### Extrait fourni

L'article est juste sur la précision sémantique entre les deux mot "public", soit la distinction entre l'institution publique et la vie publique. Mais pour ma part je trouve qu'il commet un oubli fondamental : celui des liens, de toute nature et de toute conséquence, qui s'établissent entre public-1 et public-2. Dans une société démocratique, ces liens sont supposés être régulés par le droit, décidé par les citoyens au moyen d'un système de représentation nationale. Si j'insulte autrui dans l'espace public-2, qui plus est devant témoin, je peux m'attendre à avoir des ennuis par les institutions mises en place dans public-1 (la police, le juge d'un tribunal).

La nature du lien entre public-1 et public-2 est donc d'ordre politique. C'est bien ce mot qui manque singulièrement à mes yeux dans l'article. Or quand la religion devient politique dans ce type de société, elle conteste les dispositions de droit de public-1 à l'égard de public-2. Au droit décidé par les Hommes au moyen d'un système dit "démocratique", elle entendrait in fine lui substituer progressivement un droit religieux. Et c'est là que les ennuis commencent...

### Matériel fourni
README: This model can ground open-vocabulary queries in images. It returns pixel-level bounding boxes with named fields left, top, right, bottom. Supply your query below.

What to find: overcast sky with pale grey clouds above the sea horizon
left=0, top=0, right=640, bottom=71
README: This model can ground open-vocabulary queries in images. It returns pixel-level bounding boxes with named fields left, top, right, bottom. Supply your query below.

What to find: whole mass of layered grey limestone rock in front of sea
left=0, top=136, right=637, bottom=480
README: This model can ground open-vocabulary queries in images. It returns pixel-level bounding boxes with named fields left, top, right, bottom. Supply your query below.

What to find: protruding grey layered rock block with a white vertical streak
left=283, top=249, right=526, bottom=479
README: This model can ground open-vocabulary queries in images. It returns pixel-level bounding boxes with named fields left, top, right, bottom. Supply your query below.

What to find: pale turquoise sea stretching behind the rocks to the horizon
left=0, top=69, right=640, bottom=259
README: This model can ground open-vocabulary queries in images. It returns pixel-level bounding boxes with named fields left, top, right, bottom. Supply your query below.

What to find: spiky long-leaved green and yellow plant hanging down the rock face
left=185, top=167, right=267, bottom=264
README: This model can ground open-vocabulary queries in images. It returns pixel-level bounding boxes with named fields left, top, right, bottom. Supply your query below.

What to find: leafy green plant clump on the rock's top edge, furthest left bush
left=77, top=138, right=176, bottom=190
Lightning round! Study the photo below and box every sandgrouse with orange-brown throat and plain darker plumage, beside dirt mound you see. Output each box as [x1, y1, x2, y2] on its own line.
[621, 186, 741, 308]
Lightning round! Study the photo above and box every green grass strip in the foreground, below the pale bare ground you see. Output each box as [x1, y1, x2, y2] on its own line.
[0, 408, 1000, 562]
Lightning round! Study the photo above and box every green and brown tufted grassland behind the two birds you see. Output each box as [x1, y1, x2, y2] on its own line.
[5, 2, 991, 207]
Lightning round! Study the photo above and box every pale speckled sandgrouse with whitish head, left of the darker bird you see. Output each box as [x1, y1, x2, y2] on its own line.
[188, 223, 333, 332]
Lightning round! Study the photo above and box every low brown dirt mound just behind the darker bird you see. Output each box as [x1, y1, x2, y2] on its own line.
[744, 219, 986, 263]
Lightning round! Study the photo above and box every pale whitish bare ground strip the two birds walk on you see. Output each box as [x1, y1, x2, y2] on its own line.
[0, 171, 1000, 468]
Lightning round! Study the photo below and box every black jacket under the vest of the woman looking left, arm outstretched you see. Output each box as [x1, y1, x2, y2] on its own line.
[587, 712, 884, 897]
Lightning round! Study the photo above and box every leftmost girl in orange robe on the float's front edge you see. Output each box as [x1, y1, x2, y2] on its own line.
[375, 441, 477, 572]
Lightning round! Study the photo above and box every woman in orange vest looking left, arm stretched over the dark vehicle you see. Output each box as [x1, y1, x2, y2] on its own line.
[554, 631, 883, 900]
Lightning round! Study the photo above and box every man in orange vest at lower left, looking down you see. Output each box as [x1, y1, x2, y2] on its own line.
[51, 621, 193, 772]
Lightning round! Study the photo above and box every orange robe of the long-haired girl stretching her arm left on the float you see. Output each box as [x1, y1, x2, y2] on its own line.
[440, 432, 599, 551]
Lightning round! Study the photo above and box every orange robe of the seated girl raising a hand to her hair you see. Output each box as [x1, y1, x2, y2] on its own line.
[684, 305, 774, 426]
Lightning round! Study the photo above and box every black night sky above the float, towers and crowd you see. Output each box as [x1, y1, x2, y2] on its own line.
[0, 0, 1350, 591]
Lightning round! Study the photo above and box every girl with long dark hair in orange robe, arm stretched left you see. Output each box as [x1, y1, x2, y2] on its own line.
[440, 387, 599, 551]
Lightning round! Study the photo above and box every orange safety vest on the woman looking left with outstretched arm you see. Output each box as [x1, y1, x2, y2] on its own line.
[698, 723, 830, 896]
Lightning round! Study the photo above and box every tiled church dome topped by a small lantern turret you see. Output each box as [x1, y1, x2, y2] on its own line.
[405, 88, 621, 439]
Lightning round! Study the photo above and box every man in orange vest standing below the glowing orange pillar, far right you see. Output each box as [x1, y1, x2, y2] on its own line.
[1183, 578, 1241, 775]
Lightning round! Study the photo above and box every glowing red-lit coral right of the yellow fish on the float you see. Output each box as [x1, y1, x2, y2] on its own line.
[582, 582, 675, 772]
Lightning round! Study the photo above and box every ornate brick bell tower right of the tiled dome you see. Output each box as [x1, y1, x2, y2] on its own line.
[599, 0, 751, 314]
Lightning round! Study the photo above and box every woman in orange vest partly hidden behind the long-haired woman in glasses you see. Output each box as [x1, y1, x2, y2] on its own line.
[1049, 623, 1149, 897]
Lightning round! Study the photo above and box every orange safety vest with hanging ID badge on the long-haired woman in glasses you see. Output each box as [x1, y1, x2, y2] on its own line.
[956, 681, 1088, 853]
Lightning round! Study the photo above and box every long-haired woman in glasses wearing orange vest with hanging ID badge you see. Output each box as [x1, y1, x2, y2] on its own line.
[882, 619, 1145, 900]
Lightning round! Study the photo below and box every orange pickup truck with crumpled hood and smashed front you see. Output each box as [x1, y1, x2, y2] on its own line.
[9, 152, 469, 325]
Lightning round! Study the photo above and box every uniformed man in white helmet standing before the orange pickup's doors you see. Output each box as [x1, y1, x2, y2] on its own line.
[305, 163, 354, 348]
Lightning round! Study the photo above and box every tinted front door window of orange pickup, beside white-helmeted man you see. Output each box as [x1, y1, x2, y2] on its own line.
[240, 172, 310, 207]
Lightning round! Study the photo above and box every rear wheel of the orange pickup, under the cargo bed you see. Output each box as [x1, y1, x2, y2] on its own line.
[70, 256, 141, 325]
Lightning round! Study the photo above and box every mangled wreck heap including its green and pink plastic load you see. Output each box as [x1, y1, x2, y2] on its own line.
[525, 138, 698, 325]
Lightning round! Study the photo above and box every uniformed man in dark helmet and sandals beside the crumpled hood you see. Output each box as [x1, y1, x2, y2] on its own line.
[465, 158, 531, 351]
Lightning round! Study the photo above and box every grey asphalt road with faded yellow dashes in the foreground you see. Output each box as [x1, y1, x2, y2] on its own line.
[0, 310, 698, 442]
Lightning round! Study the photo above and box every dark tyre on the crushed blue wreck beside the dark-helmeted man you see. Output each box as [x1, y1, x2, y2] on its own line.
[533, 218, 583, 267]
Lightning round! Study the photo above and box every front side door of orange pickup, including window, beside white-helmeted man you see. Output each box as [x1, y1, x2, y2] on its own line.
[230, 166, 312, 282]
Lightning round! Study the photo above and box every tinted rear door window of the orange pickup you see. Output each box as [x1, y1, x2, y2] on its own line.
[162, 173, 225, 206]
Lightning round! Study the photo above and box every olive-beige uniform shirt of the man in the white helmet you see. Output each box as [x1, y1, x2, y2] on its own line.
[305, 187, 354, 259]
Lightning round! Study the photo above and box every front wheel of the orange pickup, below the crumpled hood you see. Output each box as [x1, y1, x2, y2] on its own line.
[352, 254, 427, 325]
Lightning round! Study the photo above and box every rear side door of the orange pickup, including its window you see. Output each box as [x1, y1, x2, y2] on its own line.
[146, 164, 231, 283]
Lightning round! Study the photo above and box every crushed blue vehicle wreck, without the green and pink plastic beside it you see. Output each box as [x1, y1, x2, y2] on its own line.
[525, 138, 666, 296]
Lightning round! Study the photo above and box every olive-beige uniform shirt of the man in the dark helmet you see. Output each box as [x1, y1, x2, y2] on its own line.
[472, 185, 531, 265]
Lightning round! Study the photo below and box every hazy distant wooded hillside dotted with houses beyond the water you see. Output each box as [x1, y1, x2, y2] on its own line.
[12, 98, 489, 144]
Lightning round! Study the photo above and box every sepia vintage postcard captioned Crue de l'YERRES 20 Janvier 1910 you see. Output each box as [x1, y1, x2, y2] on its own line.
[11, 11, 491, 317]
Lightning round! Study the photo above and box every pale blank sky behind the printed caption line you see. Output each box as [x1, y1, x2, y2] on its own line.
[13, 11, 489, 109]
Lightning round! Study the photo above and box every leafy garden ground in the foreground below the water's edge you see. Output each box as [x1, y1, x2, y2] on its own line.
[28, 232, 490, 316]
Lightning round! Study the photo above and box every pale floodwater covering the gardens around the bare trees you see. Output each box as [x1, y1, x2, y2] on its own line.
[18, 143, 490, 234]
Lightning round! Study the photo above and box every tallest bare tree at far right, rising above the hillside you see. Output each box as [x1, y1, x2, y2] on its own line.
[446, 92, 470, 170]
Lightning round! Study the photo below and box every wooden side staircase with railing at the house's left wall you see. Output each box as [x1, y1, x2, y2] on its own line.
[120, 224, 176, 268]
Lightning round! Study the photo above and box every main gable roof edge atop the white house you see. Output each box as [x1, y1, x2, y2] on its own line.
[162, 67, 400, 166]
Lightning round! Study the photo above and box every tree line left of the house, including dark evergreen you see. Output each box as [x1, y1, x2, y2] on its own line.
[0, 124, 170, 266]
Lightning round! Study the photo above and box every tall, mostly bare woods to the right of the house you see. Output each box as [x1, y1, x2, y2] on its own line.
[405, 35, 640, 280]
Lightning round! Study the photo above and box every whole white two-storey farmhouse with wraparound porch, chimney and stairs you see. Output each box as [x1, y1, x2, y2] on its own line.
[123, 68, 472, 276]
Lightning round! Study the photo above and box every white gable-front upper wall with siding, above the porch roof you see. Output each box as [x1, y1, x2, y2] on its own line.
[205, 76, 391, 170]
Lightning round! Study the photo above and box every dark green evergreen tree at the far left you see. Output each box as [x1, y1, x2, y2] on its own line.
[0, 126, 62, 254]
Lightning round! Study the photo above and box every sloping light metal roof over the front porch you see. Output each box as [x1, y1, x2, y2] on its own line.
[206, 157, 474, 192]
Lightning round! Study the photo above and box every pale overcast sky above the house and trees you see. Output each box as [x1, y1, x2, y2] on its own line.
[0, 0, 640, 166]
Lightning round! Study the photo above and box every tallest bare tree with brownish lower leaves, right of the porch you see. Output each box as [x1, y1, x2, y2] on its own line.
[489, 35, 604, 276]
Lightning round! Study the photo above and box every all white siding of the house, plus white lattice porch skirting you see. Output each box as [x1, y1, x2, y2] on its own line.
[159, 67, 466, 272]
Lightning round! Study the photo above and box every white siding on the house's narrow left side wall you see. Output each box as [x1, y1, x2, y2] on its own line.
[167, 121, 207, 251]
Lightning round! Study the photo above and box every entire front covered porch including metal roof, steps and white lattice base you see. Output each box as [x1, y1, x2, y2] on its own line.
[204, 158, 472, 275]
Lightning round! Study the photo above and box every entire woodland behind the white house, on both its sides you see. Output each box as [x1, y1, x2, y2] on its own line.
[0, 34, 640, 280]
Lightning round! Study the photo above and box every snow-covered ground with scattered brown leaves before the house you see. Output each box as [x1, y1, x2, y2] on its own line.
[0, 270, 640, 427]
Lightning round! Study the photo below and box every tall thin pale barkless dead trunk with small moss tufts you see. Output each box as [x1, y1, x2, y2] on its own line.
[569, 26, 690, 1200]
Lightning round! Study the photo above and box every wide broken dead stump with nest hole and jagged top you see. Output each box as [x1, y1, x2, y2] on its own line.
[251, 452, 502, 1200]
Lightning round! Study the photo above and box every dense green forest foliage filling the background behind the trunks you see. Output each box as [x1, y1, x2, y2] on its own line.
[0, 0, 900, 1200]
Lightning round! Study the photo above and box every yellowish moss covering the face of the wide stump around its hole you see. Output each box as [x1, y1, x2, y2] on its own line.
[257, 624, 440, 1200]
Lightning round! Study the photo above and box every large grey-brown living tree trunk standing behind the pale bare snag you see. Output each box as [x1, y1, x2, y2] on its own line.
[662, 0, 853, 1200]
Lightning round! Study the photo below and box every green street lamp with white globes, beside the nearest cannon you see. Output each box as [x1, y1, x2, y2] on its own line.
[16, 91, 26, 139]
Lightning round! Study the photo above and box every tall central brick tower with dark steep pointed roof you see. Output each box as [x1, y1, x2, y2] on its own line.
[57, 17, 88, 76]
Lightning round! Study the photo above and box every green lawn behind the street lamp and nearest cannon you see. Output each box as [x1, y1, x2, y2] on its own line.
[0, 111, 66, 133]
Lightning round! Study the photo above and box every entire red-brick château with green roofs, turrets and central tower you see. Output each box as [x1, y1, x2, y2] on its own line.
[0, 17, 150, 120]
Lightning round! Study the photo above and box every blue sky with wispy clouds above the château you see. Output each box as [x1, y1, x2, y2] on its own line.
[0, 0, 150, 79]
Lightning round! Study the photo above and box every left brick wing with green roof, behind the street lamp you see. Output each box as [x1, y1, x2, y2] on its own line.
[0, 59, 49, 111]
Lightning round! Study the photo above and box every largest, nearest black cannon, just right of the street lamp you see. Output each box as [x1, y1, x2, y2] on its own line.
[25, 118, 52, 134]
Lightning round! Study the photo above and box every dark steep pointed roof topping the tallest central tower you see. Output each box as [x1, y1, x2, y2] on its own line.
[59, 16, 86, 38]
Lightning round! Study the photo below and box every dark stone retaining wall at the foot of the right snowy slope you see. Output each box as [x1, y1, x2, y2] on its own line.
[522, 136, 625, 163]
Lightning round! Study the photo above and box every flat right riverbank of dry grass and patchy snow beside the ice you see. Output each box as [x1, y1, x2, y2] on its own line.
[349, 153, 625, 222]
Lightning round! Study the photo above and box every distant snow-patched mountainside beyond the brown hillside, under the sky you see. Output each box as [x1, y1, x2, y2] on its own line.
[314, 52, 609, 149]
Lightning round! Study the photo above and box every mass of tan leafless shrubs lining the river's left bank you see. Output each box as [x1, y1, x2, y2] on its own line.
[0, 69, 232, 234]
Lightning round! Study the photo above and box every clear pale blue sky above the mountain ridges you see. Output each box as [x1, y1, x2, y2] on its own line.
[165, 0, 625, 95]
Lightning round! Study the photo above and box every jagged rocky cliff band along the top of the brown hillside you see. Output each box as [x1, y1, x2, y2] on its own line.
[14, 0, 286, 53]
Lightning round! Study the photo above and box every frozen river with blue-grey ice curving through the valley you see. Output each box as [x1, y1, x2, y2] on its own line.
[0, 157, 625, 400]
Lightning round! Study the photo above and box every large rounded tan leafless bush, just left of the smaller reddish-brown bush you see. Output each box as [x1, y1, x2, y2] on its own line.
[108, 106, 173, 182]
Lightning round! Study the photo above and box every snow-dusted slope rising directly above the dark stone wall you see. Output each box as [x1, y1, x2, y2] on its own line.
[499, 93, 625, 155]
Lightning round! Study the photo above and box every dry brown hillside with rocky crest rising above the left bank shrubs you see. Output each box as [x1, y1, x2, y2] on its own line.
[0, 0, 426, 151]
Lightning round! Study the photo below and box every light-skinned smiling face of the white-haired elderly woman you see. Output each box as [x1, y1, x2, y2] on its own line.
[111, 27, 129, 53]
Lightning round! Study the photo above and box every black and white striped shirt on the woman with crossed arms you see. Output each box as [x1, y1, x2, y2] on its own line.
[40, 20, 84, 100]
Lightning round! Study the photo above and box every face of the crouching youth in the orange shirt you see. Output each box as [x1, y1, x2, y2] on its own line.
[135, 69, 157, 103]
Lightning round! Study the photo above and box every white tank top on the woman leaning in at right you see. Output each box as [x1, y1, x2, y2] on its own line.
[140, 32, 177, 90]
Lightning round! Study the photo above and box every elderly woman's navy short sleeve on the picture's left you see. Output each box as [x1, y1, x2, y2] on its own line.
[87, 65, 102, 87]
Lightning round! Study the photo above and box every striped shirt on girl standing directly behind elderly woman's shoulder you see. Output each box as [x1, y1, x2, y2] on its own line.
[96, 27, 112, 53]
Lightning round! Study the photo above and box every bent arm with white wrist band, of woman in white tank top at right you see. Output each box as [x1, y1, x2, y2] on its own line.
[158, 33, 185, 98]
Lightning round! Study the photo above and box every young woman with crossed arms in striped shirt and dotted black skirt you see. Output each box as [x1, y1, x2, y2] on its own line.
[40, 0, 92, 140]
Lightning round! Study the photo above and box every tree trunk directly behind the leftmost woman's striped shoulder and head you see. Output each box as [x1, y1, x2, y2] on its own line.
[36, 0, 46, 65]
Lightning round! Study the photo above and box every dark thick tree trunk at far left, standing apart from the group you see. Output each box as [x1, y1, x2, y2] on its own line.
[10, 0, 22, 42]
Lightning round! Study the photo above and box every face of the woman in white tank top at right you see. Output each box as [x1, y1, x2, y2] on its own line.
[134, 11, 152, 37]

### Travail demandé
**A.** Dites si chacune de ces affirmations correspond à l'extrait sur les deux sens du mot « public ». Répondez par oui ou non et citez les mots exacts de l'extrait qui tranchent. (i) Dans une société démocratique, les liens entre public-1 et public-2 sont censés être réglés par le droit. (ii) L'auteur trouve l'article imprécis sur la distinction entre les deux sens du mot « public ». (iii) Le mot qui manque dans l'article, selon l'auteur, est « religieux ».
**B.** Écrivez la suite de l'extrait sur les deux sens du mot « public », en reprenant juste après sa dernière phrase.
Le matériel fourni est à part et n'a pas de lien avec l'extrait.

### Réponses rédigées
**A.**
(i) Oui : « Dans une société démocratique, ces liens sont supposés être régulés par le droit ».
(ii) Non : « L'article est juste sur la précision sémantique ».
(iii) Non : « La nature du lien entre public-1 et public-2 est donc d'ordre politique. C'est bien ce mot qui manque singulièrement à mes yeux dans l'article. »

**B.**
Michel P., le 22/9/2016
@ Julien

Loin de moi de prétendre que l'État n'a jamais à intervenir dans ce qui relève du public-2. Relisons l'article en débat. Il y est écrit : "elle (la laïcité) ne concerne pas ce qui est public-2, dès lors que la tranquillité publique y est préservée, que les droits des uns n'y malmènent pas ceux des autres".C'est assez clair : dans le public-2, l'État doit faire respecter les lois qui régissent pour le bien de chacun nos rapports les uns avec les autres. Mais ce n'est pas alors au nom de la laïcité qu'il agit. Si une famille prétend privatiser une petite plage, il est normal que la puissance publique mette le holà, que les femmes du groupe s'y baignent en burkini ou en un deux-pièces microscopique, la laïcité n'a rien à voir là-dedans. Quant à savoir si le port d'un voile sur une tête féminine ou le déploiement d'une procession ont une signification simplement religieuse ou constituent dans le contexte historique une manifestation politique, c'est le sujet d'un grand débat où les opinions préalables de chacun vont s'affronter, et dont je ne suis pas sûr qu'il puisse être tranché de la même manière à propos de chacune des personnes en cause. Je le laisserai donc ouvert.

Julien, le 23/9/2016
@ Michel P.

Vous avez raison de rappeler que la société (public-2) n'est pas laïque au sens juridique du terme. Seul l'Etat, et la puissance publique en général (public-1), se doit de l'être au travers de ses représentants et de ses agents.

Cependant, ce n'est pas si simplement dichotomique. Tout d'abord, vous avez raison de rappeler qu'il n'est pas aisé de distinguer ce qui relève du seul comportement personnel de l'acte de revendication politique dans la manifestation des signes religieux dans public- 2.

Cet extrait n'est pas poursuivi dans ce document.